### Your task
Swap each "keypoint" in the material below for "marker", change nothing else, and write the material out again without the pictures.
________
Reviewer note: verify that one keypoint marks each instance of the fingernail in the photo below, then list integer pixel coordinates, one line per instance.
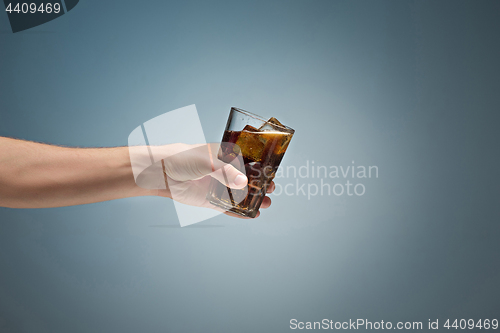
(240, 180)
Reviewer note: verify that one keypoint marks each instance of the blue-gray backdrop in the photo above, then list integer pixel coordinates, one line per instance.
(411, 87)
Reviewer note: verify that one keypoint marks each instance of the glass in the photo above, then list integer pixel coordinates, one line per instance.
(262, 144)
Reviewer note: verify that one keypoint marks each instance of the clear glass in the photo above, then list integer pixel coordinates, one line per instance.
(262, 144)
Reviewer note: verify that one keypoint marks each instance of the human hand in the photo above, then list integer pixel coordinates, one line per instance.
(187, 171)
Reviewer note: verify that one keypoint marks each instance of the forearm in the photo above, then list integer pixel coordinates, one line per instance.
(34, 175)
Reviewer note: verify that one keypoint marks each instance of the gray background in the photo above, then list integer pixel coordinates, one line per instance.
(412, 87)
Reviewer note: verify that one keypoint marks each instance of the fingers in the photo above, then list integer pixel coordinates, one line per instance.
(241, 217)
(230, 176)
(266, 203)
(271, 187)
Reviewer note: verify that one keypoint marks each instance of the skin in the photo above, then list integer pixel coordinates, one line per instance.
(35, 175)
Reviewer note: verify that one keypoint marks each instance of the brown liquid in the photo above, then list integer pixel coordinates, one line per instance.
(262, 153)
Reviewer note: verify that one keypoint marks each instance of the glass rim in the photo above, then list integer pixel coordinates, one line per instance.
(256, 116)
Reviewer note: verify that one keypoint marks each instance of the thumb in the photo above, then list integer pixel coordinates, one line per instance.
(230, 176)
(191, 162)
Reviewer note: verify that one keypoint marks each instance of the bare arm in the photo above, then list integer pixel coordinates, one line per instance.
(34, 175)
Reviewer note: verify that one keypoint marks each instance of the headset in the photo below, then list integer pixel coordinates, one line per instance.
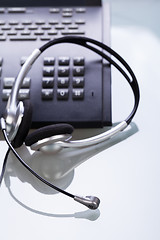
________
### Task answer
Reviewer note: verify that one marker marks each instance of the fingernail in the photo below, then list integer pixel coordinates, one line per instance.
(240, 180)
Reviewer note: verify that one marker marks each instance of the blue-gray backdrop in the photo above, then list integer pixel coordinates, one line per instance.
(411, 87)
Reviewer note: verify that one marker marks each instance of the glass in the photo above, then list integer pixel coordinates, one line per instance.
(262, 144)
Reviewer note: verify that one marker marks each instance of the clear glass in the photo above, then list integer pixel coordinates, one line per instance.
(262, 144)
Reviewer note: verify that one marker marks each instance of the human hand in the photo above, then list integer pixel coordinates, one line per instance.
(187, 171)
Reviewer note: verify that one marker marks each instance of the forearm in the photo above, then list integer pixel coordinates, one line per instance.
(34, 175)
Reviewer note: verify that one marker marks each instance of the gray background in the photo above, then list integer pixel coordinates, one line per instance.
(412, 87)
Reviewer note: verify that one marker marks each instance of the fingers in the photo above, then list integer pixel coordinates, one line per instance.
(241, 217)
(230, 176)
(266, 203)
(271, 187)
Reviewer note: verify that one marker marks each instance of the skin in the photo above, then list integer pixel coordinates, one line per instance.
(35, 175)
Reviewer note: verify that one marker marks each instance of the brown liquid in the photo above, then list integer pixel coordinates, one line per instance.
(262, 153)
Reviewer note: verify that one marker marks each instance of the glass rim in the photo above, then list integer pixel coordinates, one line per instance.
(256, 116)
Reviewer note: verify that one marker marks each instance of the thumb in the photo above, then list integer pixel coordinates, one line per instance.
(230, 176)
(191, 162)
Reviewer note: verify that one marker marks each instance of the bare arm in the photo above, then list integer pixel coordinates, one line per instance.
(34, 175)
Reviewer note: verify that one marker marks each instance of the headset in the photo below, then list integer pixel coordinates, one line per instance.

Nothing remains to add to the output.